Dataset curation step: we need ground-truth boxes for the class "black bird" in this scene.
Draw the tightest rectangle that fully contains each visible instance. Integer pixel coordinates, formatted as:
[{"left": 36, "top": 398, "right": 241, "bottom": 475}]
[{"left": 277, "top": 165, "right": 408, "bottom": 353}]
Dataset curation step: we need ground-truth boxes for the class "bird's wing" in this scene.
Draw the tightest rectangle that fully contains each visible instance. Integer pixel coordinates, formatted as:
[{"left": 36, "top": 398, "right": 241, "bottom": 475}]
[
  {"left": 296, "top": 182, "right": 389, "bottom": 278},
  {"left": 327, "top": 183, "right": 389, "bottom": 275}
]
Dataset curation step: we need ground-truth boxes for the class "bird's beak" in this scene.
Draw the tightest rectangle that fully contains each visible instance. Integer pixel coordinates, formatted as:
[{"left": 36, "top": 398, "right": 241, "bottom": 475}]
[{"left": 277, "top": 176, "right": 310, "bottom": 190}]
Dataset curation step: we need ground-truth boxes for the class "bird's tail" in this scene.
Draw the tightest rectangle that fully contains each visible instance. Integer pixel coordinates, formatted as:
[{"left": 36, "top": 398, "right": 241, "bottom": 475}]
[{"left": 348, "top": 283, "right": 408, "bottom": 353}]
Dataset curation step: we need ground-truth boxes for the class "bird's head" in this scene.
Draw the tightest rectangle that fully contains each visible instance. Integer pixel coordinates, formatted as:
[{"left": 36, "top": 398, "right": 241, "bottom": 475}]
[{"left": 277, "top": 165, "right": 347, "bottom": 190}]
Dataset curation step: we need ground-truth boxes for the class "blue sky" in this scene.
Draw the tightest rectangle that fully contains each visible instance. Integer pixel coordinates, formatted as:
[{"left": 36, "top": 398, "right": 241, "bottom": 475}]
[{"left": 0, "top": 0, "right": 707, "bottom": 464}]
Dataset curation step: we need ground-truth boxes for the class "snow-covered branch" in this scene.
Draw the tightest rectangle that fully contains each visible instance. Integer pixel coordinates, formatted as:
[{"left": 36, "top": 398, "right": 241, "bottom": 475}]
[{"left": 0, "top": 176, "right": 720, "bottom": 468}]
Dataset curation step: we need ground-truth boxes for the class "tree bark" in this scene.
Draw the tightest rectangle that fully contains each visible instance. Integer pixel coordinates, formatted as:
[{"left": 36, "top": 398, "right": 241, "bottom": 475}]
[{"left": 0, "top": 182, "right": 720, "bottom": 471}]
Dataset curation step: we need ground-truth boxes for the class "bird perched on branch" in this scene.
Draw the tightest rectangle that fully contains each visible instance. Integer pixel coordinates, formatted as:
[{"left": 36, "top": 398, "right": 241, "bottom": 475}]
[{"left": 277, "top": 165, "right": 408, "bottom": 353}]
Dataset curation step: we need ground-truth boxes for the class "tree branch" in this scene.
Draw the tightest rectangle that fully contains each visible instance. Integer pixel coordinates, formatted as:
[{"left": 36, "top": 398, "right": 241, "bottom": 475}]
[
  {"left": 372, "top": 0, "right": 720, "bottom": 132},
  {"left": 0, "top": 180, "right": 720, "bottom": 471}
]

──────

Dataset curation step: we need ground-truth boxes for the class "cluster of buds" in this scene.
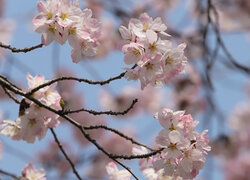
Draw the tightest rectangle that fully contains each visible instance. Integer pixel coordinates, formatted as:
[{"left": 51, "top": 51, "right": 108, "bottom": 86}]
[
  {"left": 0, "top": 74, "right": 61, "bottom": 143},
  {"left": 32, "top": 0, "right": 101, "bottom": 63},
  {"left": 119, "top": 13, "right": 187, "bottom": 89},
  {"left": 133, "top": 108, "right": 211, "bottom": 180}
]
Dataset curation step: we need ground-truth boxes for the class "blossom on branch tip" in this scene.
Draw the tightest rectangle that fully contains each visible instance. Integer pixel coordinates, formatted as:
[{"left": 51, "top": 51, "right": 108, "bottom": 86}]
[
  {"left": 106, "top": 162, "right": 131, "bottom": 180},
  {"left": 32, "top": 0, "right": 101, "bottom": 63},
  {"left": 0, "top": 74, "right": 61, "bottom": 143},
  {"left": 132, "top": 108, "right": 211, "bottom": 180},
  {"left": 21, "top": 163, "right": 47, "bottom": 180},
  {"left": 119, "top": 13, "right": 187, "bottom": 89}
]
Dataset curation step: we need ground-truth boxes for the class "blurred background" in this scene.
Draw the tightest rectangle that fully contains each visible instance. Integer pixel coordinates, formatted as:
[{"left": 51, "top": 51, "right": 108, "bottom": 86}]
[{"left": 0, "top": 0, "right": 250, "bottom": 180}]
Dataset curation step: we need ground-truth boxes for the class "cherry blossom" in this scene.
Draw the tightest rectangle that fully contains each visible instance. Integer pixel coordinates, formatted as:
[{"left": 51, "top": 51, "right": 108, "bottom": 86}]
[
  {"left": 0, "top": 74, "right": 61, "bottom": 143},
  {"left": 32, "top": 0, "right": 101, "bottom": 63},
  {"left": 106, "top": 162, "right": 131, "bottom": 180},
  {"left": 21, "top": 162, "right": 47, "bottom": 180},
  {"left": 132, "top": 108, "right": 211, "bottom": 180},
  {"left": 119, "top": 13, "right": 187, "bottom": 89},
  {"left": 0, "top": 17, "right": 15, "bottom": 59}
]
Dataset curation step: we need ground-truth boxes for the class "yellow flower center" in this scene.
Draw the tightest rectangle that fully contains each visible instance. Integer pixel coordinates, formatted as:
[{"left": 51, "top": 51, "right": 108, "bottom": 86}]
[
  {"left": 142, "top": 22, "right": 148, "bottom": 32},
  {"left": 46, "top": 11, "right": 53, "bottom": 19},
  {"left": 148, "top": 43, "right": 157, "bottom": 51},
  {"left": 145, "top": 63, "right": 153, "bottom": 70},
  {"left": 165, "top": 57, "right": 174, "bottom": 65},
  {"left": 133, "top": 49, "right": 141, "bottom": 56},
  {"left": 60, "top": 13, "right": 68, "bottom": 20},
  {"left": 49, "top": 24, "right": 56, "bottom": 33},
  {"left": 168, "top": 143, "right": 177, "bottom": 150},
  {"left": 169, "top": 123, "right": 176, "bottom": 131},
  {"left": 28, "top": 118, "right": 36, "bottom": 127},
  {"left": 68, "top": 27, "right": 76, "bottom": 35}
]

──────

§ Exercise directions
Gather every line above that contains the word "bird". Case counts.

§ Result
Dataset curation step: we need ground-truth boxes for the class "black bird" in this scene.
Dataset curation step: we need ground-truth boxes for the class "bird's wing" in this scene.
Dataset curation step: we need ground-truth boxes for the class "bird's beak" in this scene.
Dataset curation step: we need ground-truth boxes for the class "bird's tail" in this scene.
Dataset curation step: we need ground-truth boxes for the class "bird's head" in this scene.
Dataset curation step: we need ground-truth boxes for the class "bird perched on branch" in this scene.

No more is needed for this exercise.